··· TEXT EXTRACT ···

For a while it seemed that union might be limited to
some kind of
federal basis, with the major emphasis on
defence and
foreign policy, which was probably Nasser's
main concern. But this had potential faults: it would have
meant coming to terms with Syria's political parties and
these were not institutions for which Nasser had any more
respect in a
Syrian context than he had had in Egypt.
Moreover, Nasser was not experienced in working within
an institutional framework or sharing power - both
necessities if there was to be a federal union. He thus
insisted that if there was to be a union, as the Syrian
government was requesting, then it should be a full union
and of course he, Nasser, the leader of the much larger
and stronger Egyptian state, would be at its head. In
February 1958 Nasser and Syria's President
Quwaitly stood
together in Cairo and proclaimed the foundation of the
United Arab Republic (
UAR). It appeared a major extension of Nasser's power in the Middle East, and inevitably
led to both acclaim and fear among friends and foes. The
most immediate consequences were in the two neighbouring countries of Syria that stood to be most directly
affected:
Lebanon and Iraq. Syria had long regarded Lebanon
and its wealthy
market of
Beirut as being properly a part
of Syria, divided from it by the French in 1920 who had
then departed in 1946 leaving a new state shared between
its two major confessional groups, the
Maronite Christians
and the
Muslims. Under the leadership of the
Christian
President,
Chamoun, Lebanon, fearful of Arab domination,
had been the one state in the Middle East keen to take up
the Eisenhower Doctrine. The appeal of the UAR at the
same time found a response amongst the Muslims of
Lebanon, just as Nasser and his busy agents there intended
it should. Fed by arms from Syria it looked in 1958 as if
Lebanon might be heading for
civil war. Then, dramatically, the situation worsened on 14 July 1958, when it was
announced from Baghdad that the Western-backed
monarchy run by Nuri had been overthrown. An unknown
army officer, Brigadier
Abdel Karim Kassem, had staged a
coup that had been swiftly followed by the killing of the
royal family and Nuri himself. Fearing an immediate
worsening of the crisis in Lebanon, Chamoun called on the
Americans to send in the
marines. Shortly afterwards, and
worried too by developments in Iraq, where the king (his
cousin) had been killed,
Hussein asked Britain to follow
America's lead and send troops to Jordan.

···

▶ WHAT IS REQUIRED
Copy out everything in the passage on the United Arab Republic from "For a while" down to "had in Egypt.", word for word. The rows that follow aren't needed.

··· SUPPLIED DATA ···

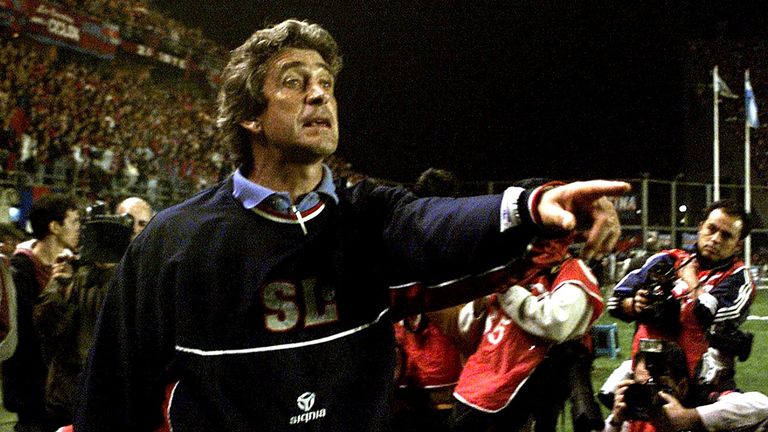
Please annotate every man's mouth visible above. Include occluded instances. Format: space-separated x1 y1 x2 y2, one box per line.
304 118 331 129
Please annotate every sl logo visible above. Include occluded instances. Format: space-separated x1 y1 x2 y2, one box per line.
296 392 315 412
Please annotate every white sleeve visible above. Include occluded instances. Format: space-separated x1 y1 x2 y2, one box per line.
498 283 592 343
696 392 768 431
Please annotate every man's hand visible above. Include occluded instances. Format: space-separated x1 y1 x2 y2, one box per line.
611 379 634 428
659 392 701 431
677 258 699 298
632 289 648 316
538 180 631 260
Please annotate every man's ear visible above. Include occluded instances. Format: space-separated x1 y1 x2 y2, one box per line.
734 239 744 255
240 119 261 134
48 221 61 234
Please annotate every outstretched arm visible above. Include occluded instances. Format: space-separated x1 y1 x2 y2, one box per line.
533 180 630 260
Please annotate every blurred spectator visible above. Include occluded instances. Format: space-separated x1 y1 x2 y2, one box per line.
2 195 80 432
0 223 24 257
115 197 153 239
34 204 133 426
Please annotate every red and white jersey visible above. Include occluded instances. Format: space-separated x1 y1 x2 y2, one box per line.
453 259 603 413
394 315 461 389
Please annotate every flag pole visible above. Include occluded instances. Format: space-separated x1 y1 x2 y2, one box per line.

···

▶ SOLUTION TO THIS TASK
For a while it seemed that union might be limited to
some kind of
federal basis, with the major emphasis on
defence and
foreign policy, which was probably Nasser's
main concern. But this had potential faults: it would have
meant coming to terms with Syria's political parties and
these were not institutions for which Nasser had any more
respect in a
Syrian context than he had had in Egypt.